* [RECORD SET]
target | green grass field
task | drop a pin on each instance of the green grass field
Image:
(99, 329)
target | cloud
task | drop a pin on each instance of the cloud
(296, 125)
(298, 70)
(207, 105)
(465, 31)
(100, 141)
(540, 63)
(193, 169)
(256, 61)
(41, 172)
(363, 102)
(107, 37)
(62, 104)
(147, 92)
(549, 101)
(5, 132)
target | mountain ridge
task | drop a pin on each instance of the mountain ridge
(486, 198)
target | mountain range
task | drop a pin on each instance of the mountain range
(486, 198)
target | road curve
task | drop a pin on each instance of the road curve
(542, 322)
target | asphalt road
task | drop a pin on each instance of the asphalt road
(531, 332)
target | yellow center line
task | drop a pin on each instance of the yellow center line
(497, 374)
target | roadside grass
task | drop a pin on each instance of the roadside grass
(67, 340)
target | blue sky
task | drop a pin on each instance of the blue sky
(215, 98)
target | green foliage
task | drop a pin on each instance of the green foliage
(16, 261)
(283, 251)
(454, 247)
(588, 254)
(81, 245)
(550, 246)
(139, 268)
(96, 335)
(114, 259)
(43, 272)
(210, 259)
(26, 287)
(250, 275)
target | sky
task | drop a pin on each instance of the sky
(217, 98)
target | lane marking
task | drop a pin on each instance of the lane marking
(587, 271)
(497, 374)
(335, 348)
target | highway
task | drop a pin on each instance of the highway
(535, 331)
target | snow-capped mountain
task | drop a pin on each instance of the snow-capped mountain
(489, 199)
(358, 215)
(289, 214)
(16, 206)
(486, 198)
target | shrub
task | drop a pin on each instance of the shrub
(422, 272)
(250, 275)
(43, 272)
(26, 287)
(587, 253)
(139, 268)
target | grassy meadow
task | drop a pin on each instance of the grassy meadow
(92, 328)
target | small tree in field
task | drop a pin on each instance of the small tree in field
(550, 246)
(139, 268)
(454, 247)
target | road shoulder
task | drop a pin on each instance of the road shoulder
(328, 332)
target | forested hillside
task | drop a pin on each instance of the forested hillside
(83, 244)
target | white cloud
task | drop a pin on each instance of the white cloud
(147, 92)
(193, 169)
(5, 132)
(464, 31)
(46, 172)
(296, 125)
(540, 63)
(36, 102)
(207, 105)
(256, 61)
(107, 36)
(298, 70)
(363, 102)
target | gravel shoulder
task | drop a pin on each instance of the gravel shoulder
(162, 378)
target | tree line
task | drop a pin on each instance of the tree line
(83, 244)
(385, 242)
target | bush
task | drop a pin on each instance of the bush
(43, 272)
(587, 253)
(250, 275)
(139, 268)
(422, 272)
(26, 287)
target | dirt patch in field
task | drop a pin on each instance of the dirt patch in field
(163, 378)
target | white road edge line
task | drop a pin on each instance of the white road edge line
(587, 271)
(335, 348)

* * *

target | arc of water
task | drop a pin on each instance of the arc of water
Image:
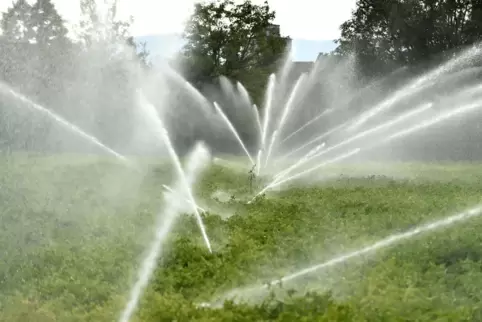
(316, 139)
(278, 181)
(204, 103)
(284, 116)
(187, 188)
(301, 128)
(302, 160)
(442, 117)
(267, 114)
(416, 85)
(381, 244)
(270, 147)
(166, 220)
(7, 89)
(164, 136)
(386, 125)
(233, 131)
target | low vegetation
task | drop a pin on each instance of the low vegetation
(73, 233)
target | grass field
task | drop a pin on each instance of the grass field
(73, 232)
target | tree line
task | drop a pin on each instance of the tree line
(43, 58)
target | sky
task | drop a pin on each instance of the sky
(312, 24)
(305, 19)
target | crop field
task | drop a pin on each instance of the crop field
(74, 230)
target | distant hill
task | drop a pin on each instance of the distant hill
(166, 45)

* [EXERCISE INSTRUCTIONS]
Identify each line in the records above that contains the word "gravel" and copy those lines out in full. The match is case-sensitive.

* [OUTPUT OF THE EXERCISE]
target | gravel shoulder
task | drop a pin on each instance of the gravel shoulder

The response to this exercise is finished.